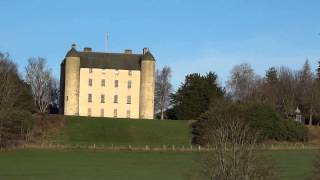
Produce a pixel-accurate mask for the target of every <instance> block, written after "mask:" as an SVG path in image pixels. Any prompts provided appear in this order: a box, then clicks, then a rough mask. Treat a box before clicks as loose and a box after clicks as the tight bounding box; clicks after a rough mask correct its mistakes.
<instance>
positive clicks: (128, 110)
mask: <svg viewBox="0 0 320 180" xmlns="http://www.w3.org/2000/svg"><path fill="white" fill-rule="evenodd" d="M127 118H130V110H127Z"/></svg>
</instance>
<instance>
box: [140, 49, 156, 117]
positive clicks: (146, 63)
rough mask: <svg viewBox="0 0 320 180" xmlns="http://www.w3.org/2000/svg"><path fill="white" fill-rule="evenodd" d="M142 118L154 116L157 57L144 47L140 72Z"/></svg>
mask: <svg viewBox="0 0 320 180" xmlns="http://www.w3.org/2000/svg"><path fill="white" fill-rule="evenodd" d="M140 84H141V85H140V105H139V106H140V107H139V115H140V119H153V118H154V86H155V59H154V57H153V55H152V54H151V53H150V51H149V49H148V48H143V55H142V58H141V73H140Z"/></svg>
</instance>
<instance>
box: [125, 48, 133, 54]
mask: <svg viewBox="0 0 320 180" xmlns="http://www.w3.org/2000/svg"><path fill="white" fill-rule="evenodd" d="M124 53H125V54H132V50H131V49H125V50H124Z"/></svg>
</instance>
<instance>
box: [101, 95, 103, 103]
mask: <svg viewBox="0 0 320 180" xmlns="http://www.w3.org/2000/svg"><path fill="white" fill-rule="evenodd" d="M101 103H104V94H101Z"/></svg>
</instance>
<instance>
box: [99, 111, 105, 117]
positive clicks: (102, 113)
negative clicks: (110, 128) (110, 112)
mask: <svg viewBox="0 0 320 180" xmlns="http://www.w3.org/2000/svg"><path fill="white" fill-rule="evenodd" d="M100 116H101V117H104V109H100Z"/></svg>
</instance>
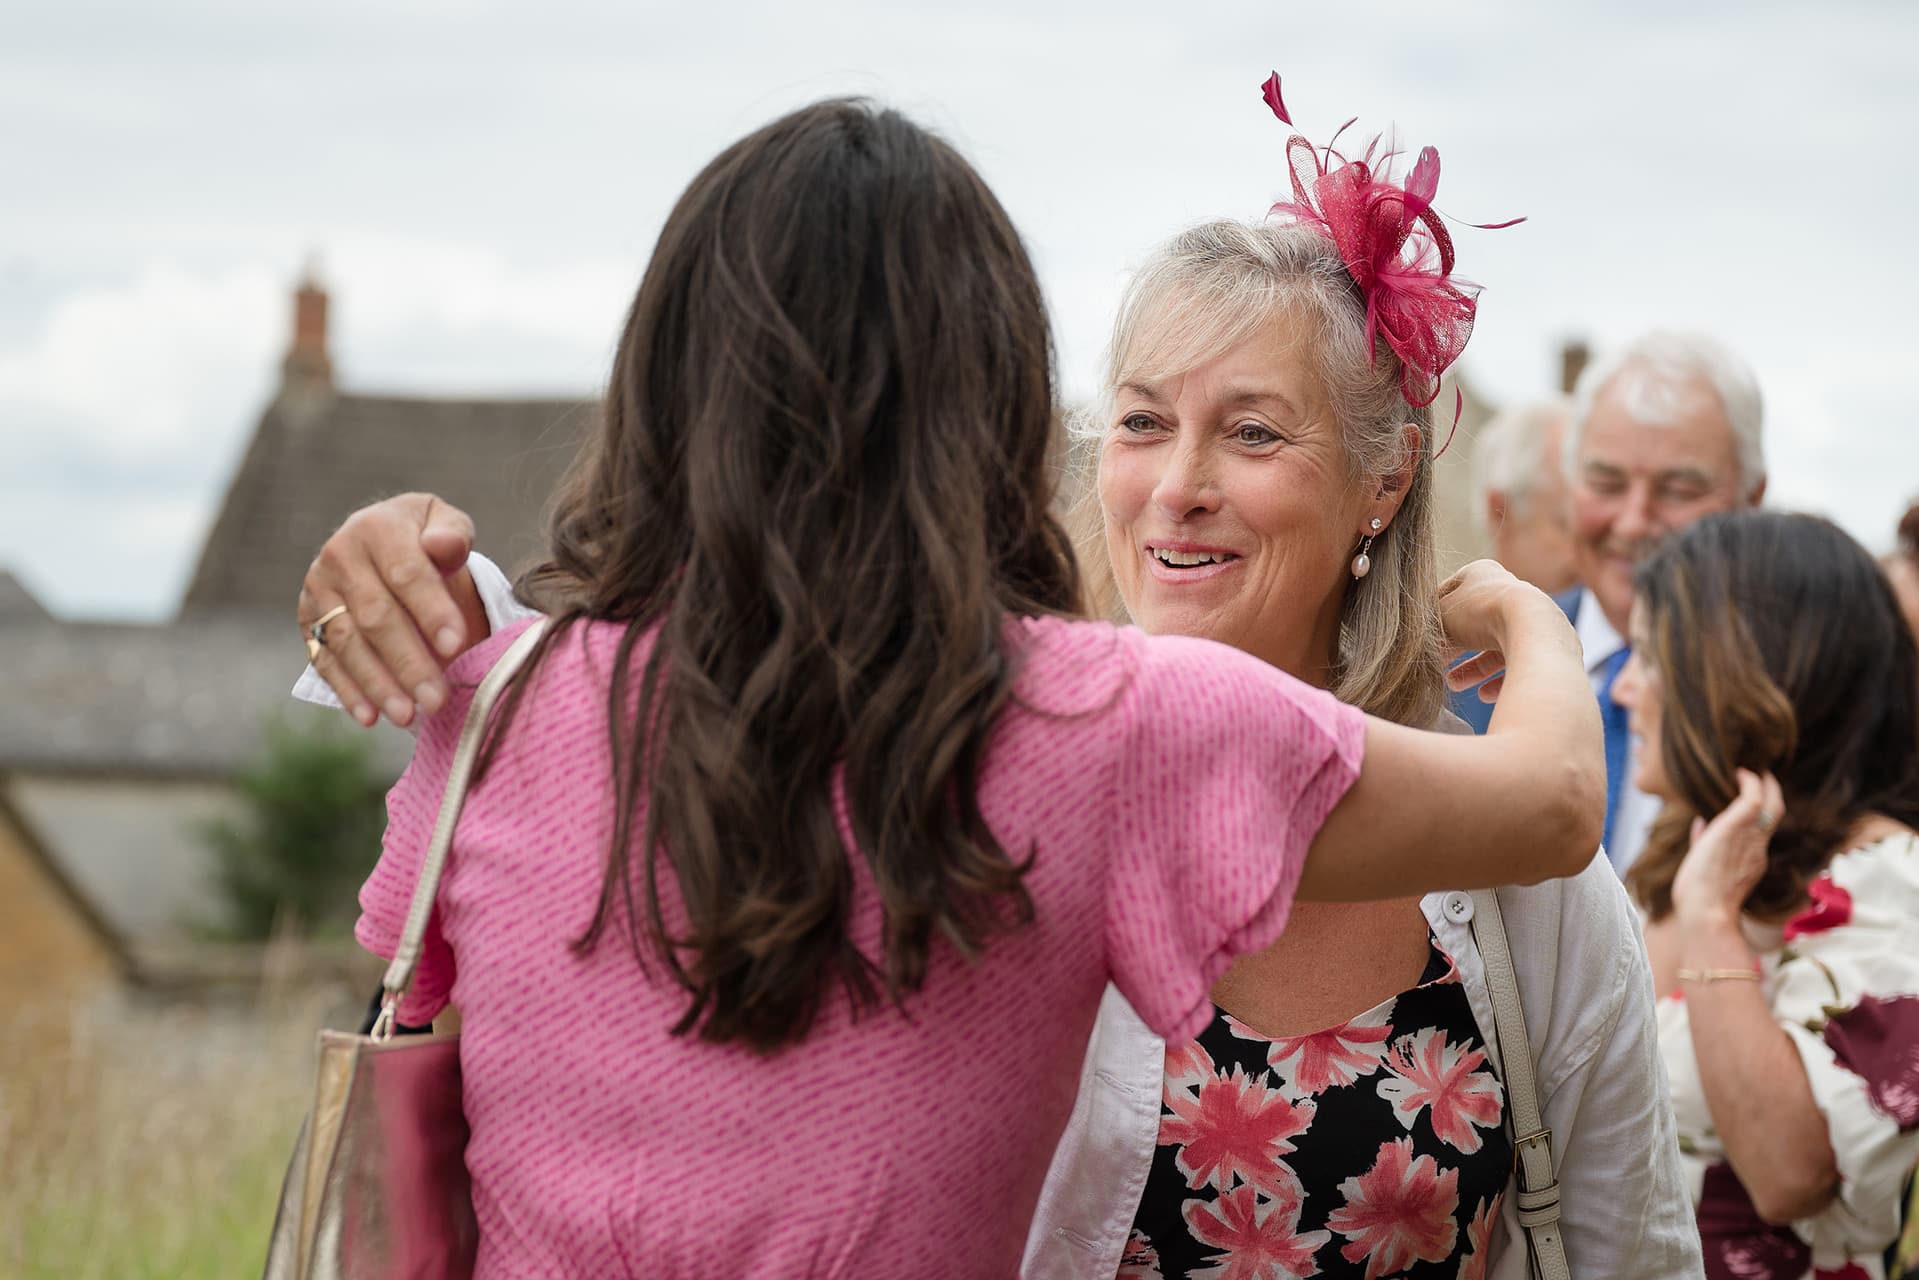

---+---

What the task requires —
The records above are to be restated exactly, without their pictures.

Answer to this problem —
Produce a pixel-accurate mask for the target of every <instance> block, written after "mask:" as an SVG path in image pixels. Any prompts provided appear in this order: a box, then clicks, then a rough mask. Treat a box before clicks as loose and a box after clicks as the tight bounding box; clicks after a rough mask correct its mistakes.
<instance>
positive clicks: (128, 110)
mask: <svg viewBox="0 0 320 180" xmlns="http://www.w3.org/2000/svg"><path fill="white" fill-rule="evenodd" d="M127 118H130V110H127Z"/></svg>
</instance>
<instance>
box: [140, 49, 156, 117]
positive clicks: (146, 63)
rough mask: <svg viewBox="0 0 320 180" xmlns="http://www.w3.org/2000/svg"><path fill="white" fill-rule="evenodd" d="M142 118L154 116L157 57L144 47L140 72Z"/></svg>
mask: <svg viewBox="0 0 320 180" xmlns="http://www.w3.org/2000/svg"><path fill="white" fill-rule="evenodd" d="M140 84H141V85H140V105H139V106H140V107H139V115H140V119H153V118H154V86H155V59H154V57H153V55H152V54H151V53H150V51H149V49H148V48H143V55H142V58H141V73H140Z"/></svg>
</instance>
<instance>
box: [125, 48, 133, 54]
mask: <svg viewBox="0 0 320 180" xmlns="http://www.w3.org/2000/svg"><path fill="white" fill-rule="evenodd" d="M124 53H125V54H132V50H131V49H125V50H124Z"/></svg>
</instance>
<instance>
box: [101, 95, 103, 103]
mask: <svg viewBox="0 0 320 180" xmlns="http://www.w3.org/2000/svg"><path fill="white" fill-rule="evenodd" d="M101 103H104V94H101Z"/></svg>
</instance>
<instance>
box: [99, 111, 105, 117]
positive clicks: (102, 113)
negative clicks: (110, 128) (110, 112)
mask: <svg viewBox="0 0 320 180" xmlns="http://www.w3.org/2000/svg"><path fill="white" fill-rule="evenodd" d="M100 116H101V117H104V109H100Z"/></svg>
</instance>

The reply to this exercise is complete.